• [TEXTO EXTRAÍDO]:
Para o Destacamento Temporário do Bironque segue em 1 de Dezembro de 1970 um GC da CCAÇ 2753, tendo os restantes chegado a intervalos de uma semana ficando a operação concluída em 21 de Dezembro de 1970. Com a chegada da CCAÇ 2753, a CCAÇ 17 retirou!

Algum tempo antes, tinha havido uma espécie de motim com cenas de tiros entre os oficiais e sargentos daquela Companhia e os seus elementos nativos, de etnia maioritariamente manjaca. Estes, fartos de bordoada, recusaram-se a sair para o mato, alegando que a terem de levar porrada forte e feia, preferiam apanhá-la defendendo o seu Chão. O general Spínola resolveu o contencioso através de umas despromoções e da transferência da Companhia para Bula.

De Bissau, avançam os Barões da CCAÇ 2753 até então afecta ao COMBIS como força de reserva. Passam assim da noite para o dia de uma espécie de tropa VIP, bem alojada, bem alimentada, bem montada (vários jipes!) e com tarefas aligeiradas, ao grau mais elementar de tropa arre-macho.

Cheirando ainda a periquito, sem qualquer treino operacional, não tendo beneficiado de rodagem por sobreposição com tropas mais experientes, vêem-se entregues à bicharada, obrigados a aprender à sua custa os rudimentos da arte de safar o próprio coiro. Certo é que vieram a provar ser dignos do lema que orgulhosamente ostentavam nos crachats Noblessse Oblige!

Na minha memória preservo ainda em imagens technicolor as principais cenas do meu primeiro dia de mato.

Tínhamos partido de Bissau muito cedo em coluna militar, com armas e bagagens. Arribámos ao Bironque seriam par aí umas dez da manhã. Enquanto alguns dos recém chegados descarregavam para o meio do nada os caixotes com as batatas e cebolas por entre os quais se escapuliam ratazanas que, ninguém sabe como, tinham apanhado boleia, já outros desfechavam os dentes preparando-se para alinhar nas diversas tarefas para que estavam escalados. O cacimbo pesado da madrugada dera lugar a uma manhã linda, luminosa. O silêncio e a paisagem, magnífica, eram avassaladores!

Com um pé apoiado sobre um cunhete de munições e um púcaro de aço inox na mão de onde ia sorvendo uma mistela (nunca gramei leite em pó nem café de cevada), contemplava aquele paraíso quando de repente...

• [DESAFIO A]: Segundo o texto extraído, em que data ficou concluída a operação de chegada da CCAÇ 2753 ao Destacamento Temporário do Bironque?

• [DADOS FORNECIDOS]:
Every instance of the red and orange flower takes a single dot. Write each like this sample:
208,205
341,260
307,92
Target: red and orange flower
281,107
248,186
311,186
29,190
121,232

• [DESAFIO B]: Reescreva todas as linhas dos registros como uma lista numerada, deixando de fora as linhas em branco.

• [RESOLUÇÃO A]: Ficou concluída em 21 de dezembro de 1970.

• [RESOLUÇÃO B]:
1. Every instance of the red and orange flower takes a single dot. Write each like this sample:
2. 208,205
3. 341,260
4. 307,92
5. Target: red and orange flower
6. 281,107
7. 248,186
8. 311,186
9. 29,190
10. 121,232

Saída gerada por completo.